About this task: Repeat the entire listing exactly as written.

** Opening Input for this task block **

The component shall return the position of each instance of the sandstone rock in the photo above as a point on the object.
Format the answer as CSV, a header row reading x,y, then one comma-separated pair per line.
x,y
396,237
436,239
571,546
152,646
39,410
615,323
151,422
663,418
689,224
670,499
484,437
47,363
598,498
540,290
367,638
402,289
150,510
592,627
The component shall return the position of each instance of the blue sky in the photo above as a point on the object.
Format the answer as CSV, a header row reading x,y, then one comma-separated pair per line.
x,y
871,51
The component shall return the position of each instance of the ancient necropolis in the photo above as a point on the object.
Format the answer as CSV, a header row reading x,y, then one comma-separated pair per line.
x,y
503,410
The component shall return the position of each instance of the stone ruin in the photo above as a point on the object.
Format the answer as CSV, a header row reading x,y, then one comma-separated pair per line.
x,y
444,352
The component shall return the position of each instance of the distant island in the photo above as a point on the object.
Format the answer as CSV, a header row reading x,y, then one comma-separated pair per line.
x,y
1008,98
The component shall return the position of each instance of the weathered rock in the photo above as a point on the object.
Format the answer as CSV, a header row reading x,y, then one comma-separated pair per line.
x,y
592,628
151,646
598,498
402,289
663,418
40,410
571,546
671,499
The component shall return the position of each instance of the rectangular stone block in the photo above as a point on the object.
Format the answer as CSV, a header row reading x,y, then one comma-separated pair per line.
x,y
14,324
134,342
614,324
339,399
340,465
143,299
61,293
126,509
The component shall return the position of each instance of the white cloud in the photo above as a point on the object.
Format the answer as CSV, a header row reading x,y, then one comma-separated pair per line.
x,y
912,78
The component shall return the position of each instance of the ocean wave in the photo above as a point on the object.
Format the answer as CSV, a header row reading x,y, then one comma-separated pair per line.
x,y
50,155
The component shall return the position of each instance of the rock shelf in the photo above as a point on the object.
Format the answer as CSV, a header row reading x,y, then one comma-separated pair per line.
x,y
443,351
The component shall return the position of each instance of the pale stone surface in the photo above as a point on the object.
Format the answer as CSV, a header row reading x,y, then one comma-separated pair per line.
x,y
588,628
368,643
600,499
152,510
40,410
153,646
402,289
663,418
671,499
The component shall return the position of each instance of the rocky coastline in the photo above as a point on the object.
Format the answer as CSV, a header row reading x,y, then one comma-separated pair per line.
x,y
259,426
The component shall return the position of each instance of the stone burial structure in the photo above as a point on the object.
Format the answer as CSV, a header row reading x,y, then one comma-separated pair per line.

** Closing Input for this task block **

Response for this exercise:
The component shall return the position of each instance of the sandstone rock in the photo above as a point on the object.
Format the answer as CSV, a header row reading x,y, then one comma-separated pair per line.
x,y
396,237
436,239
571,546
152,646
39,410
615,323
151,422
663,418
689,224
670,499
484,437
47,363
598,498
540,290
367,638
402,289
150,510
592,627
The component shall return the position of each instance of the blue sky in the photo above as a point on the object.
Format the answer as CSV, a header row reading x,y, then one comma-separated pair per line.
x,y
871,51
The component shall return the position of each instance of the ancient necropolis in the photo above as a point on the object.
Format the answer as CSV, a header row reading x,y, then one comma-separated pair per line.
x,y
503,410
The component shall return the position of each instance of the stone ruin in the photo above as a point on the object.
Format the answer as CSV, a header row reading x,y, then one comma-separated pair per line.
x,y
444,352
The component shall return the position of each instance of the distant island in the photo above as a point on the object.
Format the answer as CSV, a header row reading x,y, then one comma-separated pair per line.
x,y
1008,98
The component shall return the position of each instance of the weathered rock in the photo above as a point on the object.
Format the answer as CSV, a header row reading x,y, then one comma-separated pair per line.
x,y
592,628
151,646
598,498
402,289
663,418
40,410
571,546
671,499
The component shall return the position of each instance of the rectangular stone block in the photo above as a point on the object.
Format the answer as CSV, a header row reading x,y, then one comma-separated pair per line.
x,y
14,324
134,342
614,324
339,399
340,465
143,299
61,293
126,509
The component shall return the position of each instance of the white cloud in the photo above as a point on the object.
Format the answer as CSV, a header row reading x,y, then one comma-separated pair per line.
x,y
912,78
The component shall return the position of each instance of the ocean wave in the photo above as a point on the object.
Format the answer as CSV, a header row reading x,y, then one comma-separated pair per line.
x,y
50,155
The component shall return the position of each instance of the rock shelf in the photo above as a point on the object.
Format the answer as CSV, a header row reading x,y, then one comma-separated pair per line.
x,y
443,351
The component shall return the position of each instance of the pale stone surface in the photo above as a point on the object.
Format the answer as CSV, a header row reading x,y, then one comma-separated pair per line.
x,y
588,628
368,643
600,499
152,510
40,410
153,646
402,289
663,418
671,499
The component shall return the position of each instance of the rocky coastline in the photo above as a point on the object.
Format the answer as CSV, a header row reading x,y, then one comma-separated pair per line.
x,y
259,426
The component shall return the position of each instance of the stone burial structure in the photo above as a point on the object.
Format the answer as CSV, a header row reading x,y, then one comma-separated pair per line.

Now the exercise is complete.